> Brano di lettura:
A salvare la legge non valse la previsione dell’inserimento, su ogni copia dei Dieci Comandamenti, della seguente precisazione: “The secular application of the Ten Commandments is clearly seen in its adoption as the fundamental legal code of Western Civilization and the Common Law of the United States”. Anche in quel caso (come già in Abington School District v. Schempp, 374 U.S. 203 (1963), a proposito della preghiera nelle scuole pubbliche, presentata come una “secolare” forma di “promozione di valori morali”) si tentò l’operazione che si azzarda nuovamente adesso da noi, ma la Corte Suprema ebbe buon giuoco nel replicare che “The pre-eminent purpose for posting the Ten Commandments on schoolroom walls is plainly religious in nature. The Ten Commandments are undeniably a sacred text in the Jewish and Christian faiths, and no legislative recitation of a supposed secular purpose can blind us to that fact”. Nessuna operazione di “ripensamento” del significato del crocifisso potrà convincere che quel simbolo non sia esso pure “plainly religious in nature”. L’esposizione del simbolo, come nel caso dei Dieci Comandamenti, se deve avere un qualche effetto, “it will be to induce the schoolchildren to read [in questo caso: to look to], meditate upon, perhaps to venerate and obey, the Commandments. However desirable this might be as a matter of private devotion, it is not a permissible state objective under the Establishment Clause”.

Anche da noi potrebbe ritenersi desiderabile e opportuno che i giovani siano indotti a meditare sulla sacra rappresentazione del Cristo crocifisso e sul suo profondo significato morale, ma quella rappresentazione resta sacra, e la sua obbligatoria esposizione sui muri delle aule della scuola pubblica, istituita dallo Stato italiano, resta incompatibile con il principio di laicità.

> Record estratti:
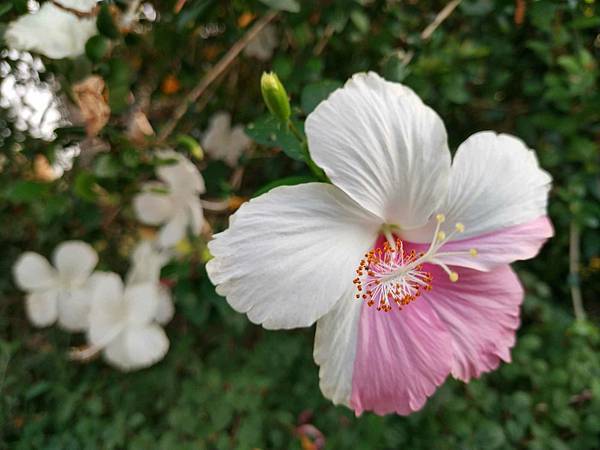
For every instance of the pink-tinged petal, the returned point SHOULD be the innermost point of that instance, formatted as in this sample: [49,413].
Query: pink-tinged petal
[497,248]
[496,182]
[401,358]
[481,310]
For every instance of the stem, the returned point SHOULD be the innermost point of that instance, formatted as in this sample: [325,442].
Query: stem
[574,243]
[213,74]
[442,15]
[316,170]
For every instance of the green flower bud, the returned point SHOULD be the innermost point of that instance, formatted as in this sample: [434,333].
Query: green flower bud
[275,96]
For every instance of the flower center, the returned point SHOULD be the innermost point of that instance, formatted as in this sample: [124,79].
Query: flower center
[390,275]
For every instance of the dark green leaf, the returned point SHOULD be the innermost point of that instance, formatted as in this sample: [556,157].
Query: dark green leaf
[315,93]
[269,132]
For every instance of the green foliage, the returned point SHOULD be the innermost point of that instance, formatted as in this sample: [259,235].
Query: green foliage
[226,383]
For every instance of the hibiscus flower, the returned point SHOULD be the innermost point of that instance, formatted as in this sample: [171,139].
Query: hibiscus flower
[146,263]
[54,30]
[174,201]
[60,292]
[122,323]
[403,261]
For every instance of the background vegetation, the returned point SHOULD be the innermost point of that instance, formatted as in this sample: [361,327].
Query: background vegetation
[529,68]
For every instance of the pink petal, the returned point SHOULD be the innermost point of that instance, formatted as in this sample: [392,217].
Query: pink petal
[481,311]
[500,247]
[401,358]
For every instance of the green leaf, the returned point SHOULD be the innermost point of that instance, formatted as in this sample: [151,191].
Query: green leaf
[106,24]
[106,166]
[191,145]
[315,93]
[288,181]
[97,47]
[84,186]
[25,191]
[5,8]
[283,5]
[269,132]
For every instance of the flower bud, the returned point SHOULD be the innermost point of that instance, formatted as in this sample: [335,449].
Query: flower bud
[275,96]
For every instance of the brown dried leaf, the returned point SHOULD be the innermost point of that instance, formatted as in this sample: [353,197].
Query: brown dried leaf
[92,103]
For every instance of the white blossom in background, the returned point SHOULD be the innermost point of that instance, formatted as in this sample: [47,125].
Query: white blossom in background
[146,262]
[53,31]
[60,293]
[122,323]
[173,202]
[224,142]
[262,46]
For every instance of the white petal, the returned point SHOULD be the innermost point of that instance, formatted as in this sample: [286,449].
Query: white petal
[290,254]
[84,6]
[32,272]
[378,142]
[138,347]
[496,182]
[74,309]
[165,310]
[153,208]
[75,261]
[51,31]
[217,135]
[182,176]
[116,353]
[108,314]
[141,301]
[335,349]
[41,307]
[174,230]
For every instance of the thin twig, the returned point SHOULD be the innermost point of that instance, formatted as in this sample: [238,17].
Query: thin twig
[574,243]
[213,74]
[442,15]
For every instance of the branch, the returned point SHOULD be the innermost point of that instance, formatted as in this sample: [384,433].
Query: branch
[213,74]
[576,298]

> Attività da svolgere:
**1)** Copia fedelmente i record dalla riga che contiene "For every instance of the branch, the" fino alla fine dei record, includendo entrambi gli estremi.
**2)** Prosegui il brano sull'esposizione del crocifisso nelle scuole pubbliche a partire dalla sua ultima frase.

> Soluzioni degli esercizi:
**1)**
For every instance of the branch, the returned point SHOULD be the innermost point of that instance, formatted as in this sample: [384,433].
Query: branch
[213,74]
[576,298]

**2)**
V’è chi sostiene, poi, che “Il crocifisso appeso sui muri delle aule scolastiche... è da un lato il ricordo della radice delle nostre libertà e dall’altro l’immagine di un potere supremo talmente mite da essersi lasciato mettere in croce. In questo senso esso non dà luogo ad una propaganda subliminale in favore delle confessioni cristiane (al plurale), ma costituisce l’antidoto più potente contro ogni totalitarismo e contro ogni fondamentalismo” (M. OLIVETTI, Crocifisso nelle scuole pubbliche, cit.).

Anche questa posizione implica lo scioglimento, con convinta sicurezza, di nodi problematici di formidabile complessità. E’ necessario accostarsi a così terribili temi, invece, con doverosa umiltà, senza pretendere di dominare e semplificare secoli di riflessione filosofica, teologica e cristologica. Quel che si può fare qui, nella (relativamente) limitata sede di un giudizio di costituzionalità, è solo evidenziare i problemi, prospettare l’esistenza di alternative interpretative, negare le certezze storiche manifestate dalla posizione qui contestata, che nel menzionato Parere del Consiglio di Stato ha trovato la propria espressione più chiara.

Prendiamo, in particolare, l’opinione della mitezza del simbolo. Essa, invero, potrebbe essere confutata da chi rammentasse l’origine della rappresentazione simbolica del Cristo, tutt’altro che mite e pacifica, quando, a Ponte Milvio, “Commonitus est in quiete Constantinus, ut caeleste signum dei notaret in scutis atque ita proelium committeret. Facit ut iussus est et transversa X littera, summo capite circumflexo, Christum in scutis notat. Quo signo armatus exercitus capit ferrum” (Lattanzio, De Mortibus persecutorum, 44). E la polemica tra le due posizioni potrebbe proseguire all’infinito, potendo assidersi su due millenni di inesausta ricerca umana sul mistero delle cose divine. In realtà, al giurista basta, deve bastare la constatazione della natura (anche, lo si concederà!) religiosa del simbolo, ché questo è sufficiente a contrassegnare la sua incompatibilità con il principio di laicità dello Stato (analogamente, tra i molti, R. TOSI, I simboli religiosi, cit., 282).

Il tutto, senza considerare che appare un vero e sorprendente paradosso che sia in tal modo evocato quel paradigma della mitezza che dovrebbe invece condurre a tutt’altri approdi, pienamente rispettosi della natura dialogicamente paritaria dei processi cognitivi e formativi. Come potrebbe essere davvero mite l’imposizione di un simbolo, quand’anche il simbolo stesso fosse mite?

III.4.- La decontestualizzazione del crocifisso, la cancellazione della sua valenza propriamente religiosa non appare inoltre rispettosa, si consenta di dirlo, della maestà del signum. E risulta, comunque, arrischiata e immotivata.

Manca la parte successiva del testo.